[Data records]
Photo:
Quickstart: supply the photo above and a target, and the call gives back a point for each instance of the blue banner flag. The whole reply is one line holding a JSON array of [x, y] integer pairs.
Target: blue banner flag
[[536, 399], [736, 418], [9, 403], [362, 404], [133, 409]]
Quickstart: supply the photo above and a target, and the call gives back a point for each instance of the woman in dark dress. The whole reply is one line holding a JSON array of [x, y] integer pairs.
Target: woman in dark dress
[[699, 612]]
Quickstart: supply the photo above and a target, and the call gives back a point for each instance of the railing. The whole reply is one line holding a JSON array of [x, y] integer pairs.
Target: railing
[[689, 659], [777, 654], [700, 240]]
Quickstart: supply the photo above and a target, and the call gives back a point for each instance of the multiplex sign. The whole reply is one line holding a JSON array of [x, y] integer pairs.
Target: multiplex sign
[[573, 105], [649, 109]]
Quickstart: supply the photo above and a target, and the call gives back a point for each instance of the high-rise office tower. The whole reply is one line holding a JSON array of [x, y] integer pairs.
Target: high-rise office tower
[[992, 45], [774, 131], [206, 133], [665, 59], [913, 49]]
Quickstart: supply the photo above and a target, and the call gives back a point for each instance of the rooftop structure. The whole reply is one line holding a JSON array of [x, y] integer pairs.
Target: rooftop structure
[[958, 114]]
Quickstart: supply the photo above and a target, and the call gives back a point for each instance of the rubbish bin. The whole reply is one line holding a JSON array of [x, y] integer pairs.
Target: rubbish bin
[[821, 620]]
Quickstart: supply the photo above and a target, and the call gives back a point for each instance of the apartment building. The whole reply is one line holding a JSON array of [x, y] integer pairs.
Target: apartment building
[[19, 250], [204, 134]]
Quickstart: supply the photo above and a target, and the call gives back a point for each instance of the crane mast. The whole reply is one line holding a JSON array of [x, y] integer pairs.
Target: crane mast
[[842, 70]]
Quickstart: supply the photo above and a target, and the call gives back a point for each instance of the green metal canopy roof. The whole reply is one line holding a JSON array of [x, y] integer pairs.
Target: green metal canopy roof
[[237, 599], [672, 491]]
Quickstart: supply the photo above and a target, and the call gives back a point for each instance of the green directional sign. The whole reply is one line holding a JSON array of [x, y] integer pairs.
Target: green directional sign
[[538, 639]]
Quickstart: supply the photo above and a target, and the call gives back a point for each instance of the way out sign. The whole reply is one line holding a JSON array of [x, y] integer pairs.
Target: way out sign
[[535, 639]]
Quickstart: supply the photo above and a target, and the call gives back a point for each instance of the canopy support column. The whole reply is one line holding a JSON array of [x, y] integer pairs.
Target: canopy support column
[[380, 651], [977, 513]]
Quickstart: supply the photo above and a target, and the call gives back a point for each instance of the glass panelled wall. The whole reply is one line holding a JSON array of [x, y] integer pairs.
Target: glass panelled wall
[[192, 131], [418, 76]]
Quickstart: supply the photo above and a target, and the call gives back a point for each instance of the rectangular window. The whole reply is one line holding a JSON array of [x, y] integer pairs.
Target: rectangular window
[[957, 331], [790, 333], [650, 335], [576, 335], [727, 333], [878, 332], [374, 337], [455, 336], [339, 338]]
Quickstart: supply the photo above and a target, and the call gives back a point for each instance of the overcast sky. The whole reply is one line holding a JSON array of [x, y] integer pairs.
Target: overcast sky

(WHAT YOU HAVE TO DO): Copy each line of the data above without altering a single character.

(RESULT BELOW):
Photo:
Quickstart: supply the photo above and a target, and the call gives back a point for each instance of the blue banner flag. The whole reply is one line holding a JSON array of [x, y] integer pairs.
Target: blue banner flag
[[536, 399], [736, 418], [9, 403], [362, 404], [133, 409]]
Quickstart: supply the photo above and a target, and the call gives back a point for each instance of the woman in dark dress. The whole reply is one line holding a JSON array of [x, y] integer pairs.
Target: woman in dark dress
[[699, 612]]
Quickstart: supply the photo above and a target, and the call gives back a point for each instance of the railing. The whole reply is one line holding a JSON array of [x, y] integer pairs.
Target: railing
[[689, 659], [777, 654], [700, 240]]
Quickstart: supply the photo above and a target, and the call gives back a point for each instance of the multiplex sign. The whole reply is one line holding a JSON array of [x, y] integer pairs.
Target: multiplex sign
[[573, 105], [649, 109]]
Quickstart: supply the photo above and a target, and the call gives back a point for each instance of the high-rise office tower. The whole reply is one line holding a JSON array of [x, y] integer pairs.
Target: high-rise office tower
[[992, 45], [774, 131], [206, 133], [665, 59], [913, 49]]
Quickstart: supply the photo above and a target, and the call gives back a point for each instance of the rooftop structure. The whole reply is one line holding a JSON array of [x, y] integer pairs.
Target: rooftop structure
[[958, 114]]
Quickstart: supply the photo above and a target, and the call gives back a point for each instance of the rubbish bin. The whole reply is one line holding a JSON array of [x, y] integer pairs.
Target: rubbish bin
[[821, 620]]
Quickstart: supply the photo above and a target, and the call gives back a point for each instance of the apartment building. The whole reply is one line holding a JSON array of [x, y] integer pairs.
Target: apartment building
[[19, 250], [204, 134]]
Quickstart: supply the photo above and a target, and the call gives back a point for each instance of the crane mast. The whole reply is one line holding a JSON array of [x, y] integer pairs.
Target: crane mast
[[842, 70]]
Quickstart: supply the photo above and a target, and the call gives back a point for each instance of the green metal canopy roof. The whole reply is one line holding a JSON array of [x, y] integer pairs.
Target: green metal canopy roof
[[237, 599], [672, 491]]
Quickstart: supply the photo above and a target, and the call gives back a point for each instance of the green directional sign. The whole reply is one line holding a JSON array of [x, y] integer pairs.
Target: green directional sign
[[538, 639]]
Quickstart: supply the photo above and a target, and the call gives back a point for each instance of the way out sign. The whole reply is one line holding a JSON array of [x, y] integer pairs.
Target: way out sign
[[535, 639]]
Quickstart: supply the photo above and a target, and the call gives back a point for each instance of the canopy support column. The whole reply is one line holding a JSON array of [x, y] integer pairs.
Target: canopy support column
[[380, 651], [977, 513]]
Quickstart: supply the photo above and a target, and the call gives back a point for each instance of the glass panelled wall. The whole reply is one line holding a JSON array of [x, y] integer pairs.
Target: glass panelled wall
[[192, 131], [418, 76]]
Quickstart: supply the photo above and a target, and the call gives back a point for each instance of the rectangular window. The whole reply is one line holding a JSON array of [x, y] integer pairs.
Target: rectangular window
[[957, 331], [790, 333], [650, 335], [576, 335], [727, 333], [878, 332], [374, 337], [455, 336], [339, 338]]
Quickstart: supply the photo above and a target, and the call gives back a point for each instance of the overcast sky. The whole reply is one line holding a JSON array of [x, y] integer pairs.
Target: overcast sky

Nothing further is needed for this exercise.